**Exercícios**
1. De acordo com o trecho do documento, em que ano começou o projeto do Enem seriado?
2. Liste todas as pessoas mencionadas pelo nome no trecho do documento.
3. Indique se cada afirmação concorda com o trecho do documento: (a) a equipe técnica do Inep é capaz de realizar o Enem; (b) a mudança do Saeb foi uma portaria do ministro Milton Ribeiro; (c) o Enem seriado pretendia avaliar apenas o terceiro ano do ensino médio.

**Trecho do documento**
Você mencionou que fez alertas em relação ao orçamento para o Enem deste ano. Você considera que a prova está em risco?
O planejamento do Enem deste ano está bastante atrasado, tanto da execução quanto da elaboração da prova. Acho que há um risco de jogarem o Enem para o ano que vem utilizando como desculpa a pandemia. Mas se você perguntar hoje se tem prova pronta, contrato, eles não vão ter para informar. Apesar de toda incompetência do atual presidente e a falta de discernimento por parte do ministro, a equipe técnica do Inep é capaz de fazer. Se eles não atrapalharem, o Enem sai, mas estão atrasados.
Em nota divulgada na sexta, o Inep diz que sua decisão de realização do Saeb (Sistema de Avaliação da Educação Básica) de modo censitário e a versão seriada do Enem contrariavam parecer da área técnica.
A mudança do Saeb foi uma portaria do ministro Abraham. Então ele (Milton Ribeiro) está matando um projeto do governo Bolsonaro. O Enem seriado que ia começar esse ano era uma novidade do governo, esse cara matou (o projeto) porque não gosta de mim. Esse foi um projeto que começou em 2019 a partir de uma discussão de tentar fazer uma avaliação durante todo o ensino médio, e não só no terceiro ano. Levamos ao ministro, explicamos o custo e a dificuldade. O ministro Abraham mandou fazer. No âmbito do Inep começamos a conversar com a equipe técnica sobre isso. O projeto foi sendo construído junto com a equipe técnica.

**Dados fornecidos**
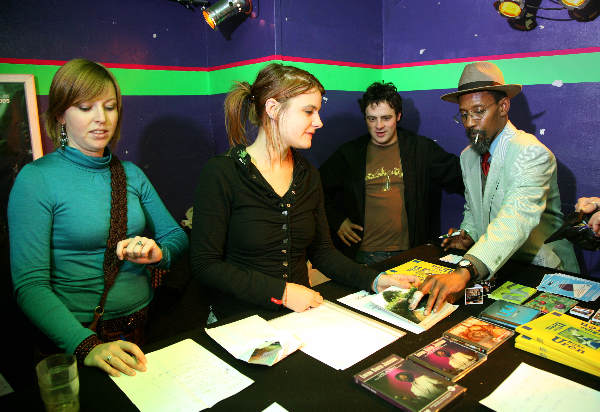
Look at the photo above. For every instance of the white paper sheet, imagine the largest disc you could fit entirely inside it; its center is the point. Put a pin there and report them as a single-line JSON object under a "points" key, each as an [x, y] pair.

**Respostas por tarefa**
1. Em 2019.

2. Abraham, Milton Ribeiro e Bolsonaro.

3.
(a) Sim: "a equipe técnica do Inep é capaz de fazer".
(b) Não: "A mudança do Saeb foi uma portaria do ministro Abraham".
(c) Não: "tentar fazer uma avaliação durante todo o ensino médio, e não só no terceiro ano".